En 2019, Vanessa Springora approche de la cinquantaine et revient sur son premier amour, un écrivain sulfureux de 50 ans, adophile et obsédé sexuel. Il est âgé aujourd’hui de 83 ans. Il s'agit de Gabriel Matzneff qu'elle appelle hypocritement G. dans le récit. Les rôles se sont inversés : en 1986, l’écrivain séduisait des jeunes filles qu'il intégrait dans son œuvre autobiographique pour briller dans le petit monde littéraire. En 2019, l’éditrice du même âge que lui alors, se paye un vieux monsieur pour se venger et briller sur la scène médiatique. A qui profite le crime ?...

Depuis que son œuvre est publiée par les plus grandes maisons d’édition – qui aujourd’hui se défilent en l'excommuniant –, les écrits de Matzneff sont on ne peut plus explicites. La préadolescence, la littérature, l’art et la politique sont les grandes affaires de sa vie. Dans son journal intime, les descriptions pornographiques affluent. Sur les plateaux de télévision de l’époque, quelques femmes s’offusquaient de ces frasques, le traitant de désaxé sexuel (ce qu’il est) alors que les hommes restaient plutôt circonspects. En 2020 et après l’épisode tragique de MeToo (ou encore du très peu subtil Balance ton porc !) où l’homme est avant tout défini comme prédateur sexuel, voire un violeur en puissance, Matzneff est condamné, lynché, abandonné par ses éditeurs hypocrites et lâches, qui lisaient bien avant tout le monde la façon dont l’esthète honorait ses petites amies en diffusant ses écrits à profusion. Ils se sont fait de l'argent en publiant ces pages pendant 40 ans, mais, l'écrivain étant attaqué aujourd'hui (il l'était déjà à l'époque mais sans l'impact actuel), ils se rangent d'un coup du côté de la doxa, du pouvoir donc, jamais à court de moralité !

DONNÉES RECUEILLIES:
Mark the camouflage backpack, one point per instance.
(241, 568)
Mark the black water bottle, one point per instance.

CONSIGNE: Recopiez mot pour mot le passage de l'extrait qui va de « En 2019, Vanessa » jusqu'à « profite le crime ?... ». Appuyez-vous uniquement sur l'extrait.

RÉPONSE ATTENDUE:
En 2019, Vanessa Springora approche de la cinquantaine et revient sur son premier amour, un écrivain sulfureux de 50 ans, adophile et obsédé sexuel. Il est âgé aujourd’hui de 83 ans. Il s'agit de Gabriel Matzneff qu'elle appelle hypocritement G. dans le récit. Les rôles se sont inversés : en 1986, l’écrivain séduisait des jeunes filles qu'il intégrait dans son œuvre autobiographique pour briller dans le petit monde littéraire. En 2019, l’éditrice du même âge que lui alors, se paye un vieux monsieur pour se venger et briller sur la scène médiatique. A qui profite le crime ?...